- [Data records]

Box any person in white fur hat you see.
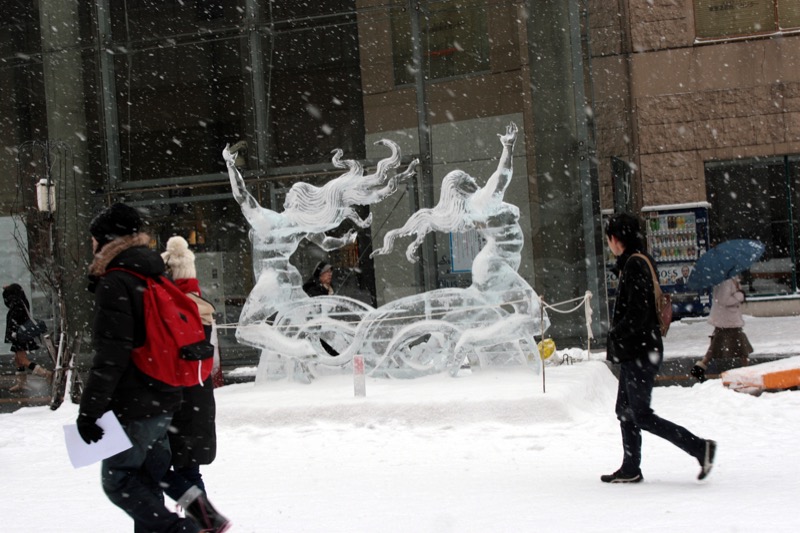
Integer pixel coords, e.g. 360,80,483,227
161,236,231,532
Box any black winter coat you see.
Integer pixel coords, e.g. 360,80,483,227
607,250,663,364
169,323,217,468
303,279,332,297
79,234,183,422
303,262,333,297
3,284,39,352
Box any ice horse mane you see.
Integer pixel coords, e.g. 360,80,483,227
283,139,413,229
370,170,474,260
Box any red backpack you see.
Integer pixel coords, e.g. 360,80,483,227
107,268,214,387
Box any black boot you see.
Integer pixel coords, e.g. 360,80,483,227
183,488,232,533
600,469,643,483
698,439,717,480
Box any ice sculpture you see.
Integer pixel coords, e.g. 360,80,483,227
359,122,549,376
226,122,548,381
223,141,417,357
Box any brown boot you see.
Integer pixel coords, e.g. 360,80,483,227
9,371,29,392
31,364,54,384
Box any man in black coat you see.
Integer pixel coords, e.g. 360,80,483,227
303,261,334,297
302,261,339,357
603,213,716,484
76,203,223,532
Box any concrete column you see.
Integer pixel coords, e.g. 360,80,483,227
38,0,95,340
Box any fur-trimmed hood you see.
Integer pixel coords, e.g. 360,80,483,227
89,233,155,277
87,234,165,294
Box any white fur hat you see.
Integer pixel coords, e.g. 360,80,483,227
162,236,196,280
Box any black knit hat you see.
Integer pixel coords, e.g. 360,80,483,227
90,203,142,249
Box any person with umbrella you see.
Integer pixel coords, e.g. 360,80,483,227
687,239,763,382
686,239,765,292
690,276,752,382
602,213,716,483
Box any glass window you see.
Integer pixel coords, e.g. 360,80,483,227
789,156,800,287
0,61,46,206
0,61,47,181
125,189,254,353
0,0,606,359
267,1,352,23
109,0,244,41
706,157,799,295
779,0,800,29
265,14,365,167
0,0,41,58
0,0,99,212
392,0,490,86
113,36,249,181
694,0,800,40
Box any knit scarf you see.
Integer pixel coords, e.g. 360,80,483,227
173,278,201,296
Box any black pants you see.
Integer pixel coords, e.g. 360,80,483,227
102,414,201,533
615,357,705,474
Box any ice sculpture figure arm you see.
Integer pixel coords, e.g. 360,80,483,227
224,144,261,219
472,122,517,209
307,229,358,251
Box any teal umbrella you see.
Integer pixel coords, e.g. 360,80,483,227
687,239,765,290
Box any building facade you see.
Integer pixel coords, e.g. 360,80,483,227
590,0,800,311
1,1,798,361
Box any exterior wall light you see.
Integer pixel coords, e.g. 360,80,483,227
36,178,56,212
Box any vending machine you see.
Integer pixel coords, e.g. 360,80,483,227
641,202,711,318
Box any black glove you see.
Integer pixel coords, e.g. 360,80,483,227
76,415,104,444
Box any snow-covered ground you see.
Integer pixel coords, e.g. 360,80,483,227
2,315,799,532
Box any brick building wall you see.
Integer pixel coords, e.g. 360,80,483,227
589,0,800,209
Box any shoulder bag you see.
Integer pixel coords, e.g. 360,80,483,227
631,253,672,337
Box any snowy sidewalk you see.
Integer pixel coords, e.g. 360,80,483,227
656,314,800,385
663,314,800,359
6,359,800,532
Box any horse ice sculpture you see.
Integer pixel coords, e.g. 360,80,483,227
226,122,548,381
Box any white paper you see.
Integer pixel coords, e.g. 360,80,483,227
63,411,133,468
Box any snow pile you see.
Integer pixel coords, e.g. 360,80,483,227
216,362,616,428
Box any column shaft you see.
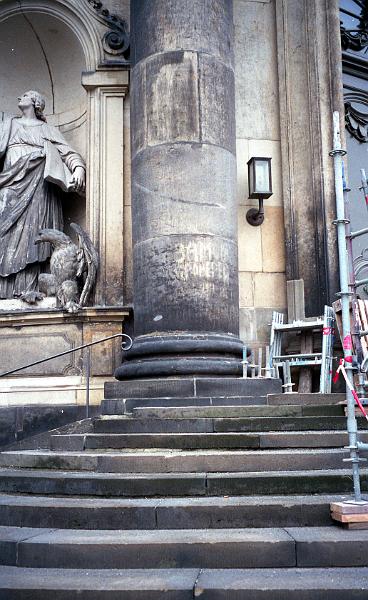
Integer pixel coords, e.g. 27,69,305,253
116,0,241,379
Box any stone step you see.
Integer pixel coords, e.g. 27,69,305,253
2,525,368,569
2,566,368,599
102,396,269,415
50,430,365,451
104,377,282,400
195,567,368,599
1,526,295,569
267,393,346,405
93,415,361,434
101,392,345,414
0,494,344,529
0,468,366,497
131,404,345,419
0,448,349,473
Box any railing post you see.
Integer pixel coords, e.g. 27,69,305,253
85,346,91,419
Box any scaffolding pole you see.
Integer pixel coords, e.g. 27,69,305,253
331,111,362,502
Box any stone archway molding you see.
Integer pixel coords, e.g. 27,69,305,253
0,0,115,71
0,0,130,308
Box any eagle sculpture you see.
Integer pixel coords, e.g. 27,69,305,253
35,223,99,313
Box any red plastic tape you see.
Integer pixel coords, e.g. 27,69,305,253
343,335,353,350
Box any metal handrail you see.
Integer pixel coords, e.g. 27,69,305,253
0,333,133,418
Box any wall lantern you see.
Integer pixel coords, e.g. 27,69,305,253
246,157,273,226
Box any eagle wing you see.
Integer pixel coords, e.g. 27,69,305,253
70,222,99,307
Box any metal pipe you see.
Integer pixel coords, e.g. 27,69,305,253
350,226,368,240
360,168,368,211
85,347,91,419
354,277,368,288
331,110,362,501
242,345,248,379
344,163,364,376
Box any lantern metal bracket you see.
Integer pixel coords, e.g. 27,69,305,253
246,198,265,226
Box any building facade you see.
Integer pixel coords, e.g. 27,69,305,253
0,0,349,407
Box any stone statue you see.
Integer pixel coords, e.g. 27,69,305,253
35,223,99,314
0,90,86,303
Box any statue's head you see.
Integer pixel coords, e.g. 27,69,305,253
18,90,46,122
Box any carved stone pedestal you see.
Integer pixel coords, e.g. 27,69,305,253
0,304,130,406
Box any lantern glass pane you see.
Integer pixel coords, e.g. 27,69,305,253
254,159,270,193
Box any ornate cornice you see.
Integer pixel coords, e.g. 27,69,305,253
345,90,368,143
86,0,129,60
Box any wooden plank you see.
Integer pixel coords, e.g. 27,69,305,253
337,521,368,530
330,501,368,515
331,512,368,523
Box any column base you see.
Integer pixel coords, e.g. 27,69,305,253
115,332,244,380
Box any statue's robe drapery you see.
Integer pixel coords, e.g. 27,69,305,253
0,113,85,298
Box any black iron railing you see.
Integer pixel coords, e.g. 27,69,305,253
0,333,133,417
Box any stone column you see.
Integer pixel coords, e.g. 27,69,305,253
116,0,241,379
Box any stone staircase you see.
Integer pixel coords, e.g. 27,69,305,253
1,379,368,598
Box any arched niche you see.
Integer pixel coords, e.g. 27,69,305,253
0,0,130,306
0,11,87,232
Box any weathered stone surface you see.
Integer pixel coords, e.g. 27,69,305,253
195,567,368,599
105,377,282,399
133,235,238,335
0,448,346,474
0,495,157,530
0,526,53,566
146,52,199,146
199,54,236,154
234,0,279,140
0,405,98,448
2,566,368,599
287,527,368,567
0,566,198,598
0,494,341,530
131,0,234,68
121,0,239,379
132,143,237,241
0,469,207,497
16,527,295,569
276,0,339,314
268,393,346,406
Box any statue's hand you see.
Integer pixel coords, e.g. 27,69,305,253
71,166,86,193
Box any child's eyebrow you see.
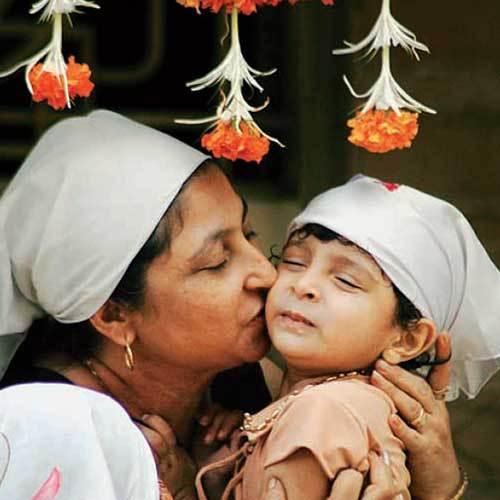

- [Task item] Each line above that contains "wall" counts once; report the total of such lines and nothing more.

- [Reply to the exercise] 3